START Excerpt provided

The Day-to-Day as a Full Stack Developer
Full Stack Developers build web applications for both the visible front end that users see and the back end that powers the applications. Full Stack Developers can work alone but often work on a team with Front End and or Back End Developers as well as Designers. They work in any industry that uses web-based applications or sites. There are full-time, part-time, and freelance opportunities available for Full Stack Developers. They can work in-person or remotely.
Some Full Stack Developers will work on a small team of less than 10 while others will find themselves on a team of a dozen at a large company with multiple development teams. Some days will focus on the front end, others on the back end, some on the architecture, while some might be a general full stack day. On a day-to-day basis, Full Stack Developers might find themselves coding, working through a scrum board or ticket system, doing code sprints, attending stand up meetings, pair programming with other engineers, whiteboarding, troubleshooting, fixing bugs, optimizing algorithms, or learning new technologies or languages.
What Skills Should Full Stack Developers Have?
Because each employer will use their own specific tech stack the Full Stack Developer should be ready to learn new languages and technologies for each new position. The “tech stack” is a specific combination of languages and technologies that an organization or individual uses to build an application. A Full Stack Developer should be proficient in at least one front end focused language and one back end focused language but most recruiters will expect more. Many Full Stack Developers learn their third and fourth languages on the job. Each employer will expect you to become proficient in their tech stack whether you were proficient in it when they hired you or not.
Learn the Skills You Need to Become a Full Stack Developer
Python is an interpreted, object-oriented, high-level programming language with dynamic semantics. It is used to write scripts, automations, algorithms, manipulate data, and create frameworks. Python prioritizes simplicity, easy to learn syntax, readability, and versatility.
SQL stands for Structured Query Language. It is a computer language used to store, manipulate, and retrieve data which is stored in a relational database.
Web development is the practice of building, creating, and maintaining websites. Web development uses coding languages to build a website for the internet.
Ruby is a dynamic, interpreted, high-level, open-source programming language which emphasizes simplicity and productivity. The syntax is designed to be natural to read and easy to write. It is used to build web applications. The development framework, Ruby on Rails, is the most popular implementation of Ruby.
Git is a distributed version control system that is standard in software and web development. Git allows multiple developers to work on the same project at once or a single developer to keep track of changes. It also creates a simple environment to conduct A/B testing. Git is designed to optimize speed, data integrity, as well as distributed and non-linear workflows.
PHP & MySQL
PHP is a free, open-source, and server-side scripting language for web development. MySQL is a relational database management system (RDBMS) that uses Structure Query Language (SQL).
Developer tools are tools typically created by developers to do tasks like debug code, edit code more efficiently, test code, test interface, and more efficiently build websites and applications.
Full Stack Developer Salaries
A Full Stack Developer in the United States makes, on average, $127,504 annually, according to Indeed.com.

END Excerpt provided

**Instructions:**
[A] In the full stack developer overview, quote the passage from "Developer tools are" to "according to Indeed.com." word for word.
[B] According to the full stack developer overview, what is the average annual pay of a Full Stack Developer in the United States?
[C] Name every language that the full stack developer overview calls a programming, scripting, or computer language.

START Dataset records

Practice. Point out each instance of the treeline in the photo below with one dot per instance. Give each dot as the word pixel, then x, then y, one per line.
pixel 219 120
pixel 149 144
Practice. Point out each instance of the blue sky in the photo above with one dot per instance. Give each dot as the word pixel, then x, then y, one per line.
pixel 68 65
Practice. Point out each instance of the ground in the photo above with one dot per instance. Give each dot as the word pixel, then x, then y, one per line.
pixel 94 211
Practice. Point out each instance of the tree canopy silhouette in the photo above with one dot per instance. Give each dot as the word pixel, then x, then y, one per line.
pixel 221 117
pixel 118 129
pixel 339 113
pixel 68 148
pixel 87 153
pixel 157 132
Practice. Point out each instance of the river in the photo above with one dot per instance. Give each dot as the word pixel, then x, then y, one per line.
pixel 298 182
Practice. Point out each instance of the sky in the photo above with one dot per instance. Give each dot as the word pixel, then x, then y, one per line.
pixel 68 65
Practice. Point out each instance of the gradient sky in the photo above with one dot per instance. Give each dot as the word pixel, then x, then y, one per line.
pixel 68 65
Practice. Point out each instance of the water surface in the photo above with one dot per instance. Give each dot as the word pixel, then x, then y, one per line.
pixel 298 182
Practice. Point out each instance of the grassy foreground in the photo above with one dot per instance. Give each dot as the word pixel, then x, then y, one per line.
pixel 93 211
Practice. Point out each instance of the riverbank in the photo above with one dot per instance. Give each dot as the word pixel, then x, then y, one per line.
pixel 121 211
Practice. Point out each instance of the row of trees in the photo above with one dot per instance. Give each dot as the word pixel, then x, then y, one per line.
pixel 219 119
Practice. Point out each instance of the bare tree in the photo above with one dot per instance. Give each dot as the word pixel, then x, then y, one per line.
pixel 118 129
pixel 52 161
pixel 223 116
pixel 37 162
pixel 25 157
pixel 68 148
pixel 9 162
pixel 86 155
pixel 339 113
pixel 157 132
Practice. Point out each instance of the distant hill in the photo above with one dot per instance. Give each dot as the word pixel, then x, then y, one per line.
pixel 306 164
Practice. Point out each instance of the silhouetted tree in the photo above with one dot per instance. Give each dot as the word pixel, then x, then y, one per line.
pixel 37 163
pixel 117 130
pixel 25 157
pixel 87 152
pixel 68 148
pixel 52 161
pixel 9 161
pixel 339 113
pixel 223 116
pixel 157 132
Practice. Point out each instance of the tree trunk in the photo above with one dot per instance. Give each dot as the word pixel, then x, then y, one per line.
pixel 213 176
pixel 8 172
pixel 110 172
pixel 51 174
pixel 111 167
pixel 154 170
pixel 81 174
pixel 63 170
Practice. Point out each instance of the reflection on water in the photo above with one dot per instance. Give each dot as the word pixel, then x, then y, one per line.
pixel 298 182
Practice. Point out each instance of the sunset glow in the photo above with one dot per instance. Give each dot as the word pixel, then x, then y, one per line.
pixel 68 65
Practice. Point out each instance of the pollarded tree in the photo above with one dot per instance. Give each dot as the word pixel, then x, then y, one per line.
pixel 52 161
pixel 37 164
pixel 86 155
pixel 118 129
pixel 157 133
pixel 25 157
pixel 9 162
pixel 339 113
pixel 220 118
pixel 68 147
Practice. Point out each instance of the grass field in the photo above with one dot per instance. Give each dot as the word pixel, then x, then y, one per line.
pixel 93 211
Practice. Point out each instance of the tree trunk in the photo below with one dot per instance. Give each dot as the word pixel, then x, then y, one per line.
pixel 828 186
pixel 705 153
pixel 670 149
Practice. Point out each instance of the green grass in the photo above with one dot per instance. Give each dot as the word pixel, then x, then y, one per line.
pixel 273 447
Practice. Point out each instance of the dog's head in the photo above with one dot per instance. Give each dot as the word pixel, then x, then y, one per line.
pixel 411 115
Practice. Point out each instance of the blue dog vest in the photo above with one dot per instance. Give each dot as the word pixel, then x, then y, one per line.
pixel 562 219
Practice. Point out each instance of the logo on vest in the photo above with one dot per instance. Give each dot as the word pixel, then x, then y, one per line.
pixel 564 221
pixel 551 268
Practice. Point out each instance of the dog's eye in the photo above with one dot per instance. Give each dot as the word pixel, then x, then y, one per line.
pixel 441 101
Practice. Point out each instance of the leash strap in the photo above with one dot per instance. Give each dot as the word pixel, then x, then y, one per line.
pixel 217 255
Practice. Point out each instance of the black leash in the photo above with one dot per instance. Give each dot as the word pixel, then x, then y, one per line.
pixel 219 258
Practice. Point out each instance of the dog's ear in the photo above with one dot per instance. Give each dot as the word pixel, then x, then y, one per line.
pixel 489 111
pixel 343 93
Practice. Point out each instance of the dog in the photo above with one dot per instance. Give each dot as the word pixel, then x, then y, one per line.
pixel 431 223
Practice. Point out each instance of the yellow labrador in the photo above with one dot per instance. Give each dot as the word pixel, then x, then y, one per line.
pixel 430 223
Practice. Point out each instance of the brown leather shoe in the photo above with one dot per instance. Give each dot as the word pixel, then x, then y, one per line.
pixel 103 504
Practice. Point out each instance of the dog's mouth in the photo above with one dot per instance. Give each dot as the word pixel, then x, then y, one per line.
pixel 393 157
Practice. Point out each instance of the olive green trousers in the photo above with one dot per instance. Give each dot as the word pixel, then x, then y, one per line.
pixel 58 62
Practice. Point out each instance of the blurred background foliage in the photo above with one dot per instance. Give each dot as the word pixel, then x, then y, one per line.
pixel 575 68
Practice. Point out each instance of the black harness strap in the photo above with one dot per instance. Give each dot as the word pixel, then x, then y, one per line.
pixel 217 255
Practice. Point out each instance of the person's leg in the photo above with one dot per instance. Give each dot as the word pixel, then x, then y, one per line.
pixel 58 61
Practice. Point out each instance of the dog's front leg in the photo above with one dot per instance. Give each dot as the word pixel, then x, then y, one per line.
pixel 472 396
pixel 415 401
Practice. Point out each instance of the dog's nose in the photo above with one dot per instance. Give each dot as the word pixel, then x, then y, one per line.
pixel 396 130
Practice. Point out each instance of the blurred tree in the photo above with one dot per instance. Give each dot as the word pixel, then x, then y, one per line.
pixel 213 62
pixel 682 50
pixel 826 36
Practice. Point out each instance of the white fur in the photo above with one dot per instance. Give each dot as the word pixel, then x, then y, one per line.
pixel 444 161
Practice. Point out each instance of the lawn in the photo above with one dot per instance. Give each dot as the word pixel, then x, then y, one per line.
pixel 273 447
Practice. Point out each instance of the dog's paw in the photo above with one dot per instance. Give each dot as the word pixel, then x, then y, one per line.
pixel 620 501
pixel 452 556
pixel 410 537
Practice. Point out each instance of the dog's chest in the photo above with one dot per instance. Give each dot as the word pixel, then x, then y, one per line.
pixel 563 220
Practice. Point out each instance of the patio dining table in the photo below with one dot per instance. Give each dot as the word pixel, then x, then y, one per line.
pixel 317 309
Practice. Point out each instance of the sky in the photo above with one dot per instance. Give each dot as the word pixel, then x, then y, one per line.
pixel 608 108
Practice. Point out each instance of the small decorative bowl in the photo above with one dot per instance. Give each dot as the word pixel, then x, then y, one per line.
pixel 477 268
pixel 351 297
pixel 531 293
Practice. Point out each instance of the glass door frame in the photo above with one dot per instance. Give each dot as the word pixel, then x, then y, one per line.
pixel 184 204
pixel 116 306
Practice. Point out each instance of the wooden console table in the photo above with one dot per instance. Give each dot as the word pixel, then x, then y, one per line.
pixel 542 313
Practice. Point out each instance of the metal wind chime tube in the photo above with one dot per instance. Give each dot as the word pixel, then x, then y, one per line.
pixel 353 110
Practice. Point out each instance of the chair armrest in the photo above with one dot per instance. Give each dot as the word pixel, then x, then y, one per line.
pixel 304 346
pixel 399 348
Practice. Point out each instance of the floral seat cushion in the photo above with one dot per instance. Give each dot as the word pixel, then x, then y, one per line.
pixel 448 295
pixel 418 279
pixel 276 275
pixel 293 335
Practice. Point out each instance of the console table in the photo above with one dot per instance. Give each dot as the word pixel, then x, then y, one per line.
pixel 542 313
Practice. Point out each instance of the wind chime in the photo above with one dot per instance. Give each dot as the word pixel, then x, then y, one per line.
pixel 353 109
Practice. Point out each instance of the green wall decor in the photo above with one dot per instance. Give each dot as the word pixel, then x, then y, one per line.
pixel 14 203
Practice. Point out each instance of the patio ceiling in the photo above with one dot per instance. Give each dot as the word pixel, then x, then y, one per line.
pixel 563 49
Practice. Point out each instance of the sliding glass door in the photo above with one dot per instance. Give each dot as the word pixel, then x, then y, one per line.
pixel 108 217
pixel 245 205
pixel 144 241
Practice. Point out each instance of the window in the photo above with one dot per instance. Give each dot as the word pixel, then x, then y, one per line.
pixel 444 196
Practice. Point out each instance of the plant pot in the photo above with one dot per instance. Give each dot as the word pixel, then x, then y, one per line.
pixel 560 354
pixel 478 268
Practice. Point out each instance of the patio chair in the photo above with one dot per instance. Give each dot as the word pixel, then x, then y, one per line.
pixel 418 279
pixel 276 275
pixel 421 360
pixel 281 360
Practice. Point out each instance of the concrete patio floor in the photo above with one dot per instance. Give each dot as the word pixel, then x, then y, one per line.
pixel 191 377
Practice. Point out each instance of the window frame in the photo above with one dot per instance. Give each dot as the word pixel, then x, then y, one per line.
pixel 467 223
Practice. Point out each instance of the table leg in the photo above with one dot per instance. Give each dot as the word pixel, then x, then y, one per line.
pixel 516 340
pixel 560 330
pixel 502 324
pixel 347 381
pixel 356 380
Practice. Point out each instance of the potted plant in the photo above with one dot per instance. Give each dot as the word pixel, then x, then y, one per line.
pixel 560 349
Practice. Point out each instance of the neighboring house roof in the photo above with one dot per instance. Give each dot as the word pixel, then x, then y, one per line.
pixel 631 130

END Dataset records

**Task solutions:**
[A]
Developer tools are tools typically created by developers to do tasks like debug code, edit code more efficiently, test code, test interface, and more efficiently build websites and applications.
Full Stack Developer Salaries
A Full Stack Developer in the United States makes, on average, $127,504 annually, according to Indeed.com.

[B] $127,504, according to Indeed.com.

[C] Python, SQL, Ruby, PHP